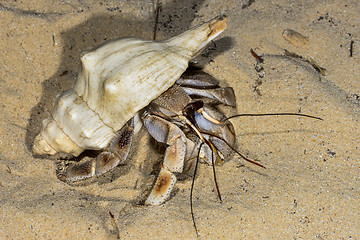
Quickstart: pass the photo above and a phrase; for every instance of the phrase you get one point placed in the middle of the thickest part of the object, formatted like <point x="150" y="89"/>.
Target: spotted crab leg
<point x="116" y="152"/>
<point x="200" y="84"/>
<point x="179" y="149"/>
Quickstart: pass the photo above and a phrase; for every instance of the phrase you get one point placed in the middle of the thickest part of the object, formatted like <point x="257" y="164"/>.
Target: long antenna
<point x="271" y="114"/>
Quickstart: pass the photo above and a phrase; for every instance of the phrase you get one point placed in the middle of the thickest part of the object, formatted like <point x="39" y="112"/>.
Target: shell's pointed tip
<point x="41" y="147"/>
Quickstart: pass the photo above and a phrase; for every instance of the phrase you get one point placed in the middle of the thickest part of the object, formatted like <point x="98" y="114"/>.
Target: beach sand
<point x="310" y="187"/>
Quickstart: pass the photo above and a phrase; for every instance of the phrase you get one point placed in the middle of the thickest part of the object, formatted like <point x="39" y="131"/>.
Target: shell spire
<point x="117" y="79"/>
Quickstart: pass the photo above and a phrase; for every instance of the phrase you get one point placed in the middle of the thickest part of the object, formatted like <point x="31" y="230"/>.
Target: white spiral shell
<point x="116" y="80"/>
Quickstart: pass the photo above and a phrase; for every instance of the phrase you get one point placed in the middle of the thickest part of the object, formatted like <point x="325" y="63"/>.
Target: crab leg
<point x="115" y="153"/>
<point x="179" y="149"/>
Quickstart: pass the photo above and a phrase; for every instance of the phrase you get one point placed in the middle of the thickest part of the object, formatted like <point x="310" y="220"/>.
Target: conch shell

·····

*What the task requires*. Strip the images and reproduce the remaining records precisely.

*Correct response*.
Quickstart: pass the photo above and a phrase; for every instance of the phrase you get one point placed in the middle of the thickest part of the object, formatted like <point x="150" y="89"/>.
Target: spotted crab leg
<point x="116" y="152"/>
<point x="200" y="84"/>
<point x="179" y="149"/>
Quickstart: pass the photo above and a phrase; for every instance of the phrase you get one point placed in the middle of the thickest part of the object, formatted like <point x="257" y="164"/>.
Target: long antenna
<point x="271" y="114"/>
Quickstart: pass the photo above and a phrase; for every instance of the phrase you get one point placed in the middle of the thickest part of the object, formatted like <point x="39" y="112"/>.
Target: shell's pointed tip
<point x="41" y="147"/>
Quickstart: pass the photo above and a phrase; for every instance of the phrase you get one point placed in the middle of the thickest part of the object, formatted like <point x="98" y="114"/>.
Target: beach sand
<point x="310" y="187"/>
Quickstart: pass the photo above and a phrase; for every instance of the phrase you get one point placed in the middle of the thickest part of the object, formatted like <point x="39" y="131"/>.
Target: shell spire
<point x="117" y="79"/>
Quickstart: pass the photo above and a phrase; for every instance of the phrase you get one point placed in the middle of the thickest part of the object, formatted like <point x="31" y="230"/>.
Target: white spiral shell
<point x="116" y="80"/>
Quickstart: pass the photo above and a phrase; for every instance of the phrase you get one point placed in the middle of the thickest part of the object, formatted like <point x="325" y="63"/>.
Target: crab leg
<point x="115" y="153"/>
<point x="179" y="149"/>
Quickstart: pass the photo above and a phrase; for every instance of the phrase you get one point placed in the middle of the thickest part of the object, formatted like <point x="310" y="220"/>.
Target: conch shell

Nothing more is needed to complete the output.